◆ Exercise objective
Reproduce the passage below on climate change and the Anthropocene word for word, in full.

◆ Page text
_ _ _
And we come to ecology, to climate. Here lies perhaps the most important part of the epochal change. We should be approaching an ice age, which is what would correspond to us if we were to follow the patterns of orbital variations - Milankovitch cycles - that determine the transition between glacial and interglacial periods, but what we have done with our greenhouse gas emissions is to skip that period and head dangerously towards what experts call Runaway Climate Change, which would end up leaving us in an irreversible state on a human scale, the dreaded Hothouse Earth.
A little extra CO2 could have done us a lot of good, to stabilize us at all in a climatic epoch that otherwise would have been tending towards cooling. Unfortunately, we have overdone it, and by a lot. Again, potential without control is useless.
Currently, we already have in the atmosphere an amount of CO2 that at least 2 million years ago was not reached, although there are studies that put it much further back, up to 23 million years ago. The Holocene, that period of stable and friendly climate that has allowed our civilization to prosper, began just 11,700 years ago, after the last glaciation. No human or anything like it has lived with an atmosphere similar to the one you are breathing right now.
Therefore, the Anthropocene could be defined as "the unit of geological time under which human beings would be modifying with our actions the natural patterns or rhythms of change of the Earth, thereby removing the planet from its natural variability".
Not only is there a Working Group on the Anthropocene, which is tasked with determining if and when change has occurred and when to date it. The culture is filling up with references to the Anthropocene, as if assuming that this is the correct term. Notable are the fantastic Canadian documentary Anthropocene (2018), the work of Jennifer Baichwal, Nicholas de Pencier and Edward Burtynsky. Roy Scranton's book Learning to Die in the Anthropocene, or the album Miss Anthropocene, by the singer -and also Canadian- Grimes.
And then came Jason W. Moore. This professor of World History at Binghamton University and coordinator of the World-Ecology Research Network proposed a few years ago that calling the new epoch the Anthropocene was a bit unfair, that not all "anthropos" are equally responsible, and that the real culprit is the socio-economic system.
_ _ _
◆ Extracted material
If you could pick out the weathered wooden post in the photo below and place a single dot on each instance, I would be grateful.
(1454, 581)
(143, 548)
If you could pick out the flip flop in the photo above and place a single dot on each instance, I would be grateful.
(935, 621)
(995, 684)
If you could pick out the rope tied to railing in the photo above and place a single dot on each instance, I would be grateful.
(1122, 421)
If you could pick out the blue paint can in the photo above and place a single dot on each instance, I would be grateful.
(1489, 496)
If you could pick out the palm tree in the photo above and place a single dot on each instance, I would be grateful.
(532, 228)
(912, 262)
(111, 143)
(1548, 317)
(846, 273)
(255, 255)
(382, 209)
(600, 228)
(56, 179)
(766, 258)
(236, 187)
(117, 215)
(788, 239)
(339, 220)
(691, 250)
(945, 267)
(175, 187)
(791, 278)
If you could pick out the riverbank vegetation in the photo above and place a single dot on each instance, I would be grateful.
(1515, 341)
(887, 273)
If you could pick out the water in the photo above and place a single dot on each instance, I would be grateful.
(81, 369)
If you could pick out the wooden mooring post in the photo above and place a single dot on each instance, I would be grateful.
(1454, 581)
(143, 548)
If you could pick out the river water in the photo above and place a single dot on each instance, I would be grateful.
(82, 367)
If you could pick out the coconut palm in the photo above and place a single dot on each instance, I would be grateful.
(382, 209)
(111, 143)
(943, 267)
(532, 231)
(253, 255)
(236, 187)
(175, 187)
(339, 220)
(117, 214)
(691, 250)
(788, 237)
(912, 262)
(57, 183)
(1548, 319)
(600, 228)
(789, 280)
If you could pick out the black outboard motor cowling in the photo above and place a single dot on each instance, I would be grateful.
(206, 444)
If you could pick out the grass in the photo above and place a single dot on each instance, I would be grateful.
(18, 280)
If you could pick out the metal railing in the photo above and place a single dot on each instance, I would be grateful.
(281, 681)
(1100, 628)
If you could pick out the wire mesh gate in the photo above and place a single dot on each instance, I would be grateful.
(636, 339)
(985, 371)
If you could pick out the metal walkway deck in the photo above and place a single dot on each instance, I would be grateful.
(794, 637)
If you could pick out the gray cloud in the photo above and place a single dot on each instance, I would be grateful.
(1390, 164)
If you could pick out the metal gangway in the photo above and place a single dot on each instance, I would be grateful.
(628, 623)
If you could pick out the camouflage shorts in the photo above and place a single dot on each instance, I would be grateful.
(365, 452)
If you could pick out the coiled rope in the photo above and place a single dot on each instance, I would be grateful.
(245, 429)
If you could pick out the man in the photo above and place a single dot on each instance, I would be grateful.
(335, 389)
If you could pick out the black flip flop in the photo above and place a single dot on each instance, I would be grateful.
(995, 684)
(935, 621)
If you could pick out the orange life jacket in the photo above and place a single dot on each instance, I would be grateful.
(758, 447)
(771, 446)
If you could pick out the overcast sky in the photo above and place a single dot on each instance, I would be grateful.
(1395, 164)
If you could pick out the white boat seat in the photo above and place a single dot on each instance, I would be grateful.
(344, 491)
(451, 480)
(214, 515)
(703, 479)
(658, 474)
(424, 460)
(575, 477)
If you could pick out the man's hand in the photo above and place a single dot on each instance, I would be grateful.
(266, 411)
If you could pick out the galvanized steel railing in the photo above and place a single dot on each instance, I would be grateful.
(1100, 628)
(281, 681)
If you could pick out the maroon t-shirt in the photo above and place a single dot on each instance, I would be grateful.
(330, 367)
_ _ _
◆ Task output
And we come to ecology, to climate. Here lies perhaps the most important part of the epochal change. We should be approaching an ice age, which is what would correspond to us if we were to follow the patterns of orbital variations - Milankovitch cycles - that determine the transition between glacial and interglacial periods, but what we have done with our greenhouse gas emissions is to skip that period and head dangerously towards what experts call Runaway Climate Change, which would end up leaving us in an irreversible state on a human scale, the dreaded Hothouse Earth.
A little extra CO2 could have done us a lot of good, to stabilize us at all in a climatic epoch that otherwise would have been tending towards cooling. Unfortunately, we have overdone it, and by a lot. Again, potential without control is useless.
Currently, we already have in the atmosphere an amount of CO2 that at least 2 million years ago was not reached, although there are studies that put it much further back, up to 23 million years ago. The Holocene, that period of stable and friendly climate that has allowed our civilization to prosper, began just 11,700 years ago, after the last glaciation. No human or anything like it has lived with an atmosphere similar to the one you are breathing right now.
Therefore, the Anthropocene could be defined as "the unit of geological time under which human beings would be modifying with our actions the natural patterns or rhythms of change of the Earth, thereby removing the planet from its natural variability".
Not only is there a Working Group on the Anthropocene, which is tasked with determining if and when change has occurred and when to date it. The culture is filling up with references to the Anthropocene, as if assuming that this is the correct term. Notable are the fantastic Canadian documentary Anthropocene (2018), the work of Jennifer Baichwal, Nicholas de Pencier and Edward Burtynsky. Roy Scranton's book Learning to Die in the Anthropocene, or the album Miss Anthropocene, by the singer -and also Canadian- Grimes.
And then came Jason W. Moore. This professor of World History at Binghamton University and coordinator of the World-Ecology Research Network proposed a few years ago that calling the new epoch the Anthropocene was a bit unfair, that not all "anthropos" are equally responsible, and that the real culprit is the socio-economic system.